What you will do = Without omitting anything, write out the listing below precisely.

Study material =
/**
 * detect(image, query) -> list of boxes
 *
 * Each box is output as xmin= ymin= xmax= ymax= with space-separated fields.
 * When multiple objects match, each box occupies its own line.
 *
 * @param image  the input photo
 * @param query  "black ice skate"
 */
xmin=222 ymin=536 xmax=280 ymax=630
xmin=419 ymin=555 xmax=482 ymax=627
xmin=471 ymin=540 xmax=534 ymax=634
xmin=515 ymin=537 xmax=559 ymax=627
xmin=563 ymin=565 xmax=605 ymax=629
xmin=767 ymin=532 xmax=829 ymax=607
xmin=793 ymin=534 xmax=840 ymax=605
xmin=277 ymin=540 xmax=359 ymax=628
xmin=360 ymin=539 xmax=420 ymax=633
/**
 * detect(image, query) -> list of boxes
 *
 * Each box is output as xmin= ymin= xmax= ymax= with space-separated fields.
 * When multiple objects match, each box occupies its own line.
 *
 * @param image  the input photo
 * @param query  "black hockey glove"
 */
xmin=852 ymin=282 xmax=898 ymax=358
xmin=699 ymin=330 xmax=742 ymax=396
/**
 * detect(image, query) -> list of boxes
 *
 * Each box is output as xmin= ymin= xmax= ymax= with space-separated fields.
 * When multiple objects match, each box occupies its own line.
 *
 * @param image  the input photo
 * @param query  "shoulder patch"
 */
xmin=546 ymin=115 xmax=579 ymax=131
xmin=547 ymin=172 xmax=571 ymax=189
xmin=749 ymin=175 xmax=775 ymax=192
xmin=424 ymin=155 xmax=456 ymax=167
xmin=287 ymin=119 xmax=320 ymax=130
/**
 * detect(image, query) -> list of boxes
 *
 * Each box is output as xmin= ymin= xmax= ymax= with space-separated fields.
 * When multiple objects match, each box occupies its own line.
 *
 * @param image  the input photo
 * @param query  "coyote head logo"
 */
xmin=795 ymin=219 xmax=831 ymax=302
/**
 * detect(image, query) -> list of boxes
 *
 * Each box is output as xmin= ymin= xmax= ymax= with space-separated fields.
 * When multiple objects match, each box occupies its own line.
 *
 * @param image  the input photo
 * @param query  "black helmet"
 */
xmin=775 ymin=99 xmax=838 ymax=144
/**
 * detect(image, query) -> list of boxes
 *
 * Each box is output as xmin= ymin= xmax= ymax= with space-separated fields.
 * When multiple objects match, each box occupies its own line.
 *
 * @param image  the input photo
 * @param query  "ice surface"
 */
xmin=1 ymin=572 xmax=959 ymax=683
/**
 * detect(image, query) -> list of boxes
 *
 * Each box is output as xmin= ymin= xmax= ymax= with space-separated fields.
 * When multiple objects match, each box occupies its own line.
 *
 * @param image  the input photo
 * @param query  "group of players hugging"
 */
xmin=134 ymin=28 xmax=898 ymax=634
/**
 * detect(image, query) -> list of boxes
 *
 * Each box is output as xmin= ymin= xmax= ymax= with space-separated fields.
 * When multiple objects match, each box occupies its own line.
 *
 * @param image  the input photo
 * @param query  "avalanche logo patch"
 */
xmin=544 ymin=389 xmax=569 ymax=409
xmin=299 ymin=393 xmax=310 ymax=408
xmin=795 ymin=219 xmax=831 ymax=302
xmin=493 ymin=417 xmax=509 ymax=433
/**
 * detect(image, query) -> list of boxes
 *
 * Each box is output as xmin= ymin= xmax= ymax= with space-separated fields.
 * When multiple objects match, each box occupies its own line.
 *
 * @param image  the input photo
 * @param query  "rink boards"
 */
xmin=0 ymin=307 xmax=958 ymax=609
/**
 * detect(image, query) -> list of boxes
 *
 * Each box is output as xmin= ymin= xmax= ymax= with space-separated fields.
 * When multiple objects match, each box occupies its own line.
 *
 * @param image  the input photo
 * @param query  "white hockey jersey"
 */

Output of the task =
/**
 * detect(image, query) -> list of boxes
 *
 * Each box is output as xmin= ymin= xmax= ymax= with space-separated fields.
 * When multiple objects match, each box occupies its own line.
 *
 * @param image  the input photo
 * @param query  "black ice skate"
 */
xmin=222 ymin=536 xmax=280 ymax=630
xmin=419 ymin=555 xmax=482 ymax=627
xmin=471 ymin=540 xmax=534 ymax=634
xmin=515 ymin=537 xmax=559 ymax=627
xmin=563 ymin=565 xmax=605 ymax=629
xmin=767 ymin=532 xmax=829 ymax=607
xmin=793 ymin=534 xmax=840 ymax=605
xmin=277 ymin=540 xmax=359 ymax=628
xmin=360 ymin=539 xmax=420 ymax=633
/**
 * detect(image, query) -> list of boxes
 *
 * Each box is output as xmin= ymin= xmax= ymax= with space-separated fields.
 * When multiple objects match, each box occupies its own line.
 *
 * @param image  the input photo
 * @param query  "black hockey glove"
 */
xmin=852 ymin=282 xmax=898 ymax=358
xmin=699 ymin=330 xmax=742 ymax=396
/**
 * detect(image, query) -> list of boxes
 *
 * Each box is output as xmin= ymin= xmax= ymax= with space-separated fields.
 * When multiple objects match, each box occupies its own line.
 *
 * @param image  the input photo
 * @param query  "shoulder patch"
 */
xmin=546 ymin=115 xmax=579 ymax=131
xmin=547 ymin=172 xmax=571 ymax=189
xmin=749 ymin=175 xmax=775 ymax=192
xmin=424 ymin=155 xmax=456 ymax=167
xmin=287 ymin=119 xmax=320 ymax=130
/**
 * detect(image, query) -> list of boxes
 *
 * Each box is output as xmin= ymin= xmax= ymax= with space-separated fields.
 * When multiple objects match, each box occupies its own line.
 *
 * @param image  the input photo
 * @param query  "coyote head logo"
 */
xmin=795 ymin=219 xmax=831 ymax=302
/**
 * detect(image, query) -> list of boxes
 *
 * Each box is output as xmin= ymin= xmax= ymax= with space-separated fields.
 * When multiple objects match, each box occupies its own line.
 *
 * @param image  the input photo
 * @param query  "black helmet"
 */
xmin=775 ymin=99 xmax=838 ymax=144
/**
 * detect(image, query) -> list of boxes
 *
 * Each box is output as xmin= ymin= xmax= ymax= with space-separated fields.
 * When multiple objects match, each box occupies its own line.
 *
 * @param image  the input photo
 * @param query  "ice surface"
 */
xmin=1 ymin=572 xmax=959 ymax=683
/**
 * detect(image, query) -> list of boxes
 *
 * Each box is output as xmin= ymin= xmax= ymax= with space-separated fields.
 * When multiple objects match, each box occupies its own line.
 *
 * @param image  the input photo
 * @param query  "group of players hugging"
 */
xmin=134 ymin=28 xmax=898 ymax=634
/**
 * detect(image, query) -> list of boxes
 *
 * Each box is output as xmin= ymin= xmax= ymax= with space-separated fields.
 * When multiple objects match, each box occupies its own line.
 *
 * @param image  the input photo
 * @param query  "avalanche logo patch"
 */
xmin=544 ymin=389 xmax=569 ymax=409
xmin=299 ymin=393 xmax=310 ymax=408
xmin=795 ymin=219 xmax=831 ymax=302
xmin=493 ymin=417 xmax=509 ymax=433
/**
 * detect(image, query) -> list of boxes
 *
 * Each box is output as xmin= ymin= xmax= ymax= with space-separated fields.
 * When multiple objects match, each box occupies its own line.
 *
 * @param image  the input photo
 * @param query  "rink boards"
 */
xmin=0 ymin=307 xmax=958 ymax=609
/**
 * detect(image, query) -> list of boxes
 *
 * Each box is output as xmin= ymin= xmax= ymax= with space-separated fields.
 * When multiple objects match, each box occupies its own line.
 *
 * @param image  the input photo
 * @param query  "white hockey jersey"
 */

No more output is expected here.